Diagnosis: regular pelvic exams esp in women with a history of intrauerine DES exposure. Biopsy.
Treatment: depends on findings and pt age. Surgery, chemo, radiation therapy.
Vulvar Cancer
Definition, Risk Factors Pathophysiology, Diagnosis, Treatment
Definition: most often affecting labia majora, less often labia minora, clitoris, vaginal glands
Risk factors: HPV-16 (cause), HIV, HPV-18 (probable cause), aging, previous cancer, cervical cancer survivor, previous CIN, women with certain autoimmune conditions, immunosuppression, organ transplant recipients, tobacco use. Many sexual partners, first sexual intercourse at a young age, and history of abnormal pap tests. Any risk factors for STIs.
Pathophysiology: Majority are SCC. Development of vulvar cancer is preceded by condyloma or squamous dysplasia.
Dx/Tx: early detection is critical. Treatment includes surgery, radiationa, chemo, biologic therapy
Endometrial Cancer
Definition, Incidence/Risk Factors, Pathophysiology, Clinical Manifestations, Diagnosis, Treatment
Definition: most common type of uterine cancer and gynecologic malignancy, 6th most common cancer worldwide. Classified into Type I and II. Type I ~80% of cases,
Incidence/Risk Factors: highest in high income countries. Primary risk factor is unopposed estrogen exposure (without progesterone). Others factors: chronic hyperinsulinemia, hyperglycemia, body fatness, adult weight gain, chronic inflammation, lack of physical activity.

- _SUPPLIED RECORDS_:
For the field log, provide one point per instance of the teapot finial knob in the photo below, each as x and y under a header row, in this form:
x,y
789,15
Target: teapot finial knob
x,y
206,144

- _THE PROBLEM_:
Continue the gynecologic cancer notes from the point where they end. The entries play no part in this work.

- _EXERCISE RESPONSE_:
- Associated with T2DM
- most occur in postmenopausal women, peak incidence in late 50s early 60s
Pathophysiology: Endometrial hyperplasia associated with estrogenic stimulation of estrogen. Alterations in endometrial cancer:
- 1) altered estrogen receptor (ER) and progesterone receptor (PR) expression
- 2) genetic mutation causing loss of function of tumor-suppressor gene PTEN
- 3) pveractive PI3K/AKT signaling pathway which increases ability of the estrogen receptor to turn on the expression of target genes
- 4) gene mutation
Progesterone inhibits estrogen-driven growth in uterus so if there is atypical expression of the PR that it may be anti- or pro-proliferative of endometrium
Clinical Manifestations: **abnormal vaginal bleeding** most common. More advanced stages: pain and weight loss.
Diagnosis: should be evaluated in postmenopausal, obese, or those with unopposed estrogen conditions (anovulatory cycles) if they have unscheduled or persistent, irregular vaginal bleeding. Biopsy if endometrial tissue is v thick.
Treatment: based on extent of disease - curettage for carcinoma in situ, hysterectomy, chemo, radiation

Ovarian Cancer
Incidence/Prevalence, Risk factors, Pathophysiology, Clinical Manifestations, Diagnosis, Treatment
Incidence/Prevalance: leading cause of mortality in gynecologic malignancies (more deaths than all other gyne malignancies combined). highest incidences in more developed regions.
Risk factors: advancing age, fenetics, family history, BMI (obesity), height, reproductive/hormonal factors, menopausal hormone therapy, endometriosis, diabetes, previous cancer, smoking, asbestos, talc-based powder, ionizing radiation
- Risk is reduced by factors that suppress ovulation (pregnancy, breastfeeding, combined hormonal contraceptive use)
Pathophysiology: tumours arising from 3 ovarian components
- (1) from fimbriae of fallopian tubes and from deposits of endometriosis
- (2) from germ cells - pluripotent and migrate to the ovary from the yolk sac
- (3) from stromal cells
Normal ovary contains 3 major cell types that benign and malignant tumours come from:
- (1) germ cells that are derived from endoderm and migrate to gonadal ridge where they proliferate and differentiate into oocyte
- (2) endocrine and interstitial hormone producing cells that produce estrogen and progesterone
- (3) epithelial cells derived from müllerian ducts that cover ovary (most common of the malignant ovarian tumors - 90%)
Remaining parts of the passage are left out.